To do →
- a) Please copy from the article on children's rights in Azerbaijan word for word, starting at "The Government provides" and ending at "rights’ as well.".
- b) According to the article on children's rights in Azerbaijan, in what year did Azerbaijan ratify the UN Convention on the Rights of the Child?
- c) Write the next part of the article on children's rights in Azerbaijan, picking up right after its last sentence.

Document →
# # #

= Children's rights in Azerbaijan =

Protection of children’s rights is guaranteed by the Constitution of the Republic of Azerbaijan and a number of other laws. Children’s rights embrace legal, social and other issues concerning children.

According to a report by the U.S. Bureau of International Labor Affairs, Azerbaijan has made "minimal advancement" in child labor protection and that "children in Azerbaijan are subjected to the worst forms of child labor".

== Legal status of the child ==
According to the Law on the Rights of the Child and the Family Code of Azerbaijan, when a child’s rights and interests are violated, including failure of parents in their responsibilities in a child’s education and upbringing, the child has the right to apply to a number of judicial state bodies, as well as the courts. A child can apply individually or through their representatives depending on the right that has been violated and the corresponding procedural rules thereof.

One department of the State Committee for Family, Woman and Child issues that was established at the presidential decree dated on 6 February 2006, deals with problems in this context. The Committee holds responsibility for protecting children, developing their welfare, providing their rights and freedoms as well as coordination of state policy in this sphere. It conducts regular monitoring in state-controlled institutions, investigates applications made by citizens, organizes acknowledging campaigns, training and events for experts and children, etc.

The Azerbaijani Government and this Committee cooperate with international institutions in a related-field. Furthermore, Azerbaijan closely cooperates with UNICEF in the field of education, health and other social issues such as children with disabilities, street children, and preventing violence against children, early marriages, child mortality, and preschool education.

== Convention on the Rights of the Child (CRC) ==
In 1992, the UN Convention on the “Rights of the Child” was ratified in Azerbaijan and eight years later, its two Optional Protocols were ratified, including “Involvement of children in armed conflicts” and “Sale of children, child prostitution and child pornography”.

Azerbaijan adopted the United Nations Standard Minimum Rules for the Administration of Juvenile Justice in 1993, the Convention on Consent to Marriage, Minimum Age for Marriage and Registration of Marriages in 1996, the European Social Charter in 2004, and the Convention on Elimination of Discrimination in Education Sphere in 2006.

The Government provides the UN Committee on the Rights of the Child (UNHCR) with periodic reports for the implementation of Convention and its two Optional Protocols. In addition, Azerbaijan is a side to the Universal Declaration on “Survival, protection and development of children”. A number of national legislative acts have been confirmed in the “on protection of child rights’ as well.

# # #

Dataset section →
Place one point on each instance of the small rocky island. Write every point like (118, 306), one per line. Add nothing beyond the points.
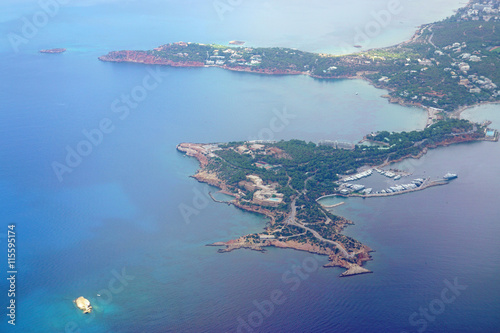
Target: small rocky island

# # #

Final results →
- a)
The Government provides the UN Committee on the Rights of the Child (UNHCR) with periodic reports for the implementation of Convention and its two Optional Protocols. In addition, Azerbaijan is a side to the Universal Declaration on “Survival, protection and development of children”. A number of national legislative acts have been confirmed in the “on protection of child rights’ as well.

- b) 1992

- c)
=== Legal status of the Convention on the Rights of the Child (CRC) ===
The CRC is incorporated into national law. In addition, Azerbaijan released the Law on the Rights of the Child harmonizing its legislation with the principles stated in the CRC in 1998. However, the Committee on the Rights of the Child empathized a number of areas of national law which are needed to be reformed in order to be in keeping with the Convention.

== UNICEF ==
UNICEF has been operating in Azerbaijan since 1993. The main aims of the program include establishing a protective environment for all children without making any discrimination. The protection of children against violence, exploitation, abuse and discrimination is a global priority for UNICEF. In Azerbaijan, the principles of the Convention on the Rights of the Child and the Convention on the Elimination of All Forms of Discrimination against Women manage the program.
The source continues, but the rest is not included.